— BEGIN Records shown —
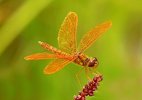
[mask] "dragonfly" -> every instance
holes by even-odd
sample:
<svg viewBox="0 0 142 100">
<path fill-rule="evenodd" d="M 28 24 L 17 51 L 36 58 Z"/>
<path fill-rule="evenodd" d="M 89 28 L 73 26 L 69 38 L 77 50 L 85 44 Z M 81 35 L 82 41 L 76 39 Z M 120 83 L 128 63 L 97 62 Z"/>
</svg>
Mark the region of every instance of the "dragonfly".
<svg viewBox="0 0 142 100">
<path fill-rule="evenodd" d="M 69 12 L 65 17 L 58 32 L 59 49 L 52 45 L 39 41 L 39 45 L 50 51 L 36 53 L 26 56 L 25 60 L 43 60 L 53 59 L 44 69 L 45 74 L 53 74 L 60 71 L 66 65 L 74 62 L 83 68 L 93 68 L 98 66 L 96 57 L 88 57 L 84 51 L 88 49 L 104 32 L 112 25 L 111 21 L 106 21 L 87 32 L 81 39 L 78 47 L 76 40 L 76 31 L 78 25 L 78 16 L 75 12 Z"/>
</svg>

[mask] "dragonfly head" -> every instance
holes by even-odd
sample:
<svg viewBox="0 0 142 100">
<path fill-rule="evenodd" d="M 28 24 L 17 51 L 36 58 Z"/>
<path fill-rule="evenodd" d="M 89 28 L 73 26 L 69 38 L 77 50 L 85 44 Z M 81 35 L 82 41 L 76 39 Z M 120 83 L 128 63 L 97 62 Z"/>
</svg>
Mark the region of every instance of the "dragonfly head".
<svg viewBox="0 0 142 100">
<path fill-rule="evenodd" d="M 88 67 L 97 67 L 97 65 L 98 65 L 98 60 L 97 60 L 97 58 L 96 57 L 94 57 L 94 58 L 92 58 L 92 59 L 90 59 L 90 61 L 88 62 Z"/>
</svg>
— END Records shown —
Write out all of the lines above again without the pictures, and shift every number in the answers by -85. This covers both the viewBox values and the outline point coordinates.

### Finished task:
[mask] "dragonfly" -> every instance
holes by even-odd
sample:
<svg viewBox="0 0 142 100">
<path fill-rule="evenodd" d="M 28 24 L 17 51 L 36 58 Z"/>
<path fill-rule="evenodd" d="M 89 28 L 73 26 L 69 38 L 77 50 L 85 44 Z M 81 35 L 82 41 L 76 39 Z M 120 83 L 128 63 L 97 62 Z"/>
</svg>
Mark the region of every instance of the "dragonfly".
<svg viewBox="-85 -85 57 15">
<path fill-rule="evenodd" d="M -16 -73 L -20 -68 L -27 -53 L -26 -36 L -33 -40 L -46 -44 L -46 -40 L -35 -34 L -49 -32 L -59 -29 L -60 -25 L -42 -25 L -32 -26 L -41 -16 L -40 -11 L -32 -11 L -25 -14 L -19 -20 L -11 -23 L -2 -17 L 8 -17 L 13 -19 L 11 -28 L 3 -28 L -1 -34 L 3 -36 L 19 -53 L 27 -60 L 26 -64 L 21 -64 L 2 -53 L -4 -46 L -7 -38 L -9 -45 L -9 -54 L -7 -60 L -7 -69 L -10 -73 Z"/>
</svg>

[mask] "dragonfly head" -> every instance
holes by even-odd
sample:
<svg viewBox="0 0 142 100">
<path fill-rule="evenodd" d="M 28 24 L 17 51 L 36 58 Z"/>
<path fill-rule="evenodd" d="M 89 28 L 73 26 L 69 38 L 77 50 L 85 44 Z M 81 35 L 82 41 L 76 39 Z M 120 83 L 128 63 L 97 62 Z"/>
</svg>
Mark the region of every instance of the "dragonfly head".
<svg viewBox="-85 -85 57 15">
<path fill-rule="evenodd" d="M 3 -18 L 12 -18 L 12 -20 L 13 -20 L 13 -25 L 12 -25 L 12 -27 L 11 -28 L 9 -28 L 9 -27 L 7 -27 L 7 -26 L 5 -26 L 5 -24 L 3 -23 Z"/>
</svg>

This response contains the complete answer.